====== Supplied passage

####
Default and original cvs¶
import pandas as pd
df = pd.read_csv("test.csv")
df.style
Using only 1 column . in this case email column¶
import pandas as pd
df = pd.read_csv("test.csv", usecols = ["email"])
df
Selecting specific columns¶
Note 1: 2 ways to select specific columns df.column and df["column"]. The first alternative would have trouble selecting columns with space in between column name.
Note 2: also watch out for the first 2 outputs, they are Series. The output format look different instead of tabular format. The third output is an list/array hence with the 2 square brackets. One can assign the list of array into a variable.
import pandas as pd
df = pd.read_csv("test.csv")
display(df.name)
display(df["email"])
display(df[["email","name"]])
Using custom column as index .. in this case using name¶
import pandas as pd
df = pd.read_csv("test.csv", index_col="name")
df
Hide away an Index .. key word is hide, this is different than not using the index.¶
import pandas as pd
df = pd.read_csv("test.csv")

============

- [Exercise prompt]
Answer these about the pandas notes:
(a) Which argument to read_csv restricts loading to the email column?
(b) According to Note 1, what kind of column name gives the df.column form trouble?
(c) Which column is set as the index in the custom-index example?
None of the material after this point is needed.

====== Data

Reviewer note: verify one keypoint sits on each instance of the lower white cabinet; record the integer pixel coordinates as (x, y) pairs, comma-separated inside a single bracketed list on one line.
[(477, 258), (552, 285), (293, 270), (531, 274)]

============

- [Worked solution]
(a) usecols = ["email"]
(b) A column name with a space in it.
(c) The name column, via index_col="name".